> _Problem details_
Count the lines in the material below that contain the string "washer", treating uppercase and lowercase as different, and reply with the number alone.

|---|

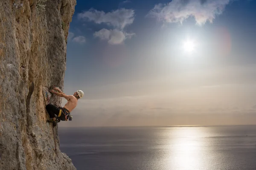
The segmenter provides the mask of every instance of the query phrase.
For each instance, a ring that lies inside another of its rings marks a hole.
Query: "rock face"
[[[0,0],[0,170],[76,169],[45,108],[49,88],[63,88],[76,5]],[[55,96],[50,102],[61,102]]]

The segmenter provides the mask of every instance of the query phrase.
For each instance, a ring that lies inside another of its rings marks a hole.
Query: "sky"
[[[84,96],[60,126],[256,124],[256,7],[78,0],[64,90]]]

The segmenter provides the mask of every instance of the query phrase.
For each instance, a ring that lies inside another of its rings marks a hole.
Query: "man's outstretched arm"
[[[67,100],[68,99],[71,99],[72,98],[72,97],[73,97],[73,96],[66,95],[66,94],[63,94],[63,93],[58,93],[58,92],[56,92],[55,91],[54,91],[52,90],[50,91],[50,92],[52,93],[53,94],[56,94],[58,96],[59,96],[60,97],[64,97]]]
[[[62,94],[64,94],[64,92],[63,92],[62,91],[61,91],[61,90],[60,90],[59,88],[56,88],[56,87],[54,87],[54,88],[53,88],[52,89],[54,89],[54,90],[56,90],[56,91],[58,91],[58,93],[62,93]]]

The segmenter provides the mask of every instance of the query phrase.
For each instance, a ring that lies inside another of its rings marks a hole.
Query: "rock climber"
[[[54,90],[58,92],[54,91]],[[67,100],[67,102],[63,108],[58,108],[50,104],[46,105],[46,110],[50,118],[48,122],[53,122],[53,126],[55,126],[57,123],[61,120],[71,120],[72,116],[70,113],[76,106],[78,99],[83,97],[84,94],[83,91],[78,90],[73,95],[67,95],[59,89],[54,87],[49,91],[58,96],[64,97]]]

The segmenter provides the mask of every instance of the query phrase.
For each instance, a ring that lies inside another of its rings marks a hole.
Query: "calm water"
[[[78,170],[256,170],[256,126],[59,128]]]

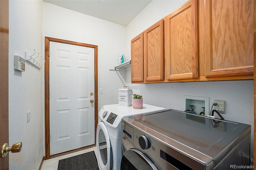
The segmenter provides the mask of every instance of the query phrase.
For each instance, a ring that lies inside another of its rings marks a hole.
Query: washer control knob
[[[139,144],[142,149],[147,149],[149,147],[149,142],[146,137],[141,135],[139,138]]]
[[[102,114],[102,117],[103,117],[103,118],[105,118],[105,117],[106,117],[106,116],[107,115],[107,114],[108,114],[108,111],[104,111],[103,114]]]

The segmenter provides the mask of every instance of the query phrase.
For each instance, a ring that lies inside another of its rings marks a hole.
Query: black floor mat
[[[94,151],[59,161],[58,170],[99,170]]]

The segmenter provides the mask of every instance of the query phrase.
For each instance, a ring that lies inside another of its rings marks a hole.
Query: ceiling
[[[126,26],[152,0],[43,0],[61,7]]]

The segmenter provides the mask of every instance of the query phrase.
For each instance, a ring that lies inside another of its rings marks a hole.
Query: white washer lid
[[[132,106],[124,107],[119,106],[118,104],[105,105],[105,109],[112,111],[114,113],[121,114],[124,117],[136,115],[153,113],[165,110],[165,108],[143,103],[143,107],[140,109],[133,109]]]

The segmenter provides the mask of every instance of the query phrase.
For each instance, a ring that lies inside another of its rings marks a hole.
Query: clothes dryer
[[[122,119],[158,112],[162,107],[143,104],[142,109],[132,106],[120,107],[118,104],[104,105],[98,113],[96,145],[98,163],[101,170],[120,169],[122,154]]]

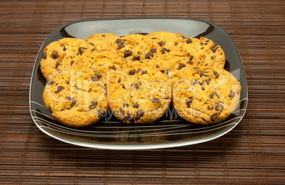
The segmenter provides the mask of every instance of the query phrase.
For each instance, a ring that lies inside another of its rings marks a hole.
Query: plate
[[[226,56],[225,69],[241,83],[240,103],[235,112],[222,123],[201,125],[180,118],[173,108],[155,123],[123,125],[110,111],[92,126],[71,128],[52,118],[43,101],[45,79],[40,62],[45,47],[66,37],[83,40],[96,33],[118,35],[146,34],[155,31],[180,33],[186,37],[203,36],[221,45]],[[200,19],[184,18],[120,18],[77,21],[62,25],[44,41],[36,58],[30,86],[30,111],[35,125],[45,134],[67,143],[108,150],[142,150],[179,147],[201,143],[220,137],[234,128],[244,116],[247,105],[247,87],[240,56],[230,35],[220,26]]]

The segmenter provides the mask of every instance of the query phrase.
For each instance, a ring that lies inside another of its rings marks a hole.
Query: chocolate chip
[[[75,101],[75,100],[74,100],[74,98],[72,98],[72,97],[70,97],[70,96],[67,96],[67,97],[66,97],[65,99],[66,99],[67,100],[69,100],[69,101],[72,101],[72,102],[71,103],[71,104],[70,104],[70,108],[72,108],[72,107],[75,105],[76,101]]]
[[[57,86],[57,89],[56,90],[55,93],[59,93],[63,89],[65,89],[65,87],[63,87],[62,86]]]
[[[101,74],[99,74],[98,72],[96,72],[95,74],[94,74],[94,75],[97,77],[97,78],[101,78],[102,76],[101,76]]]
[[[47,54],[45,52],[43,52],[42,54],[42,58],[43,59],[47,59]]]
[[[209,84],[210,84],[210,82],[211,82],[211,79],[205,79],[203,82],[205,82],[206,84],[207,84],[207,85],[209,85]]]
[[[203,76],[207,77],[205,74],[208,73],[207,72],[200,72],[200,77],[202,77]]]
[[[138,90],[138,89],[140,89],[140,85],[138,84],[136,84],[136,83],[133,84],[131,86],[135,86],[135,89],[137,89],[137,90]]]
[[[150,52],[151,52],[152,53],[157,53],[157,49],[155,49],[155,48],[152,48],[152,49],[150,50]]]
[[[52,52],[52,57],[53,59],[56,59],[57,57],[58,52]]]
[[[98,101],[94,100],[91,102],[90,108],[94,109],[97,106],[97,105],[98,105]]]
[[[140,60],[140,56],[134,57],[133,59],[133,61],[135,61],[135,60]]]
[[[66,51],[67,48],[65,47],[65,45],[63,45],[62,47],[63,47],[62,50],[63,50],[63,51]]]
[[[213,91],[213,92],[212,92],[211,94],[210,94],[210,99],[213,99],[213,97],[215,96],[215,95],[216,95],[216,92],[215,91]]]
[[[91,80],[92,80],[92,82],[99,82],[99,79],[97,78],[97,77],[92,77],[91,78]]]
[[[235,97],[235,92],[234,91],[231,90],[228,96],[232,99]]]
[[[135,74],[135,69],[132,69],[128,72],[128,74],[130,75],[134,75]]]
[[[50,82],[48,82],[48,85],[52,85],[55,83],[55,81],[50,81]]]
[[[115,43],[118,44],[118,43],[122,43],[122,42],[123,42],[123,41],[122,41],[122,40],[121,40],[121,39],[118,38],[117,40],[116,40]]]
[[[123,103],[122,106],[123,106],[123,107],[129,107],[130,106],[130,105],[128,103]]]
[[[191,61],[188,62],[187,64],[193,65],[193,62]]]
[[[187,108],[190,108],[190,103],[192,103],[192,101],[191,99],[186,99],[185,101]]]
[[[178,67],[178,70],[180,70],[181,69],[182,69],[183,67],[185,67],[186,65],[182,63],[179,63],[179,66]]]
[[[75,87],[76,89],[77,89],[77,90],[79,90],[79,91],[82,90],[82,89],[81,89],[80,88],[79,88],[77,85],[75,85],[74,87]]]
[[[138,110],[137,116],[135,117],[135,120],[138,120],[141,117],[143,116],[143,111],[142,110]]]
[[[216,56],[211,56],[211,59],[216,59]]]
[[[116,71],[116,67],[115,65],[109,66],[109,69],[115,70]]]
[[[211,120],[214,121],[216,118],[218,118],[218,117],[219,116],[220,116],[220,114],[218,114],[218,113],[215,113],[215,114],[212,115],[212,116],[211,116]]]
[[[103,110],[98,110],[97,111],[98,117],[101,118],[103,116],[104,116],[104,111]]]
[[[189,38],[187,38],[187,40],[186,40],[186,43],[187,44],[191,44],[191,43],[192,43],[192,40]]]
[[[57,69],[59,65],[60,65],[60,62],[57,61],[57,62],[55,62],[55,68]]]
[[[128,113],[127,120],[133,123],[134,121],[133,114]]]
[[[162,42],[162,41],[158,42],[157,44],[158,44],[159,45],[160,45],[160,46],[162,46],[162,45],[165,45],[165,42]]]
[[[133,108],[139,108],[139,107],[140,107],[140,105],[138,103],[138,102],[135,102],[135,103],[133,104]]]
[[[194,86],[194,85],[196,85],[196,84],[199,84],[200,85],[202,85],[202,83],[201,82],[199,82],[198,80],[196,80],[196,79],[195,79],[194,80],[194,82],[193,82],[193,86]]]
[[[216,52],[216,51],[217,50],[217,47],[212,47],[212,48],[211,48],[211,50],[212,50],[212,52],[213,52],[213,53],[215,53]]]
[[[84,47],[79,47],[79,50],[80,55],[82,55],[84,50],[87,50],[87,48]]]
[[[194,56],[190,55],[190,60],[192,60],[194,57]]]
[[[147,55],[145,55],[145,59],[151,59],[152,57],[153,57],[153,54],[151,53],[150,52],[148,52],[147,53]]]
[[[170,52],[170,50],[169,50],[169,49],[167,49],[167,48],[165,48],[165,47],[163,47],[163,48],[162,48],[162,54],[164,54],[165,52]]]
[[[123,57],[125,58],[130,56],[132,55],[132,51],[130,50],[125,50],[124,53],[123,53]]]
[[[153,103],[160,103],[160,99],[154,98],[154,99],[152,100],[152,101]]]
[[[123,44],[119,43],[118,45],[118,49],[122,49],[123,47],[125,47],[125,45]]]
[[[142,75],[144,74],[147,74],[147,70],[143,70],[142,69],[139,69],[139,71],[142,72]]]
[[[218,79],[218,76],[219,76],[218,72],[217,72],[216,71],[214,71],[214,72],[213,72],[213,74],[214,74],[214,75],[215,75],[215,78]]]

|---|

> _Result of the exercise_
2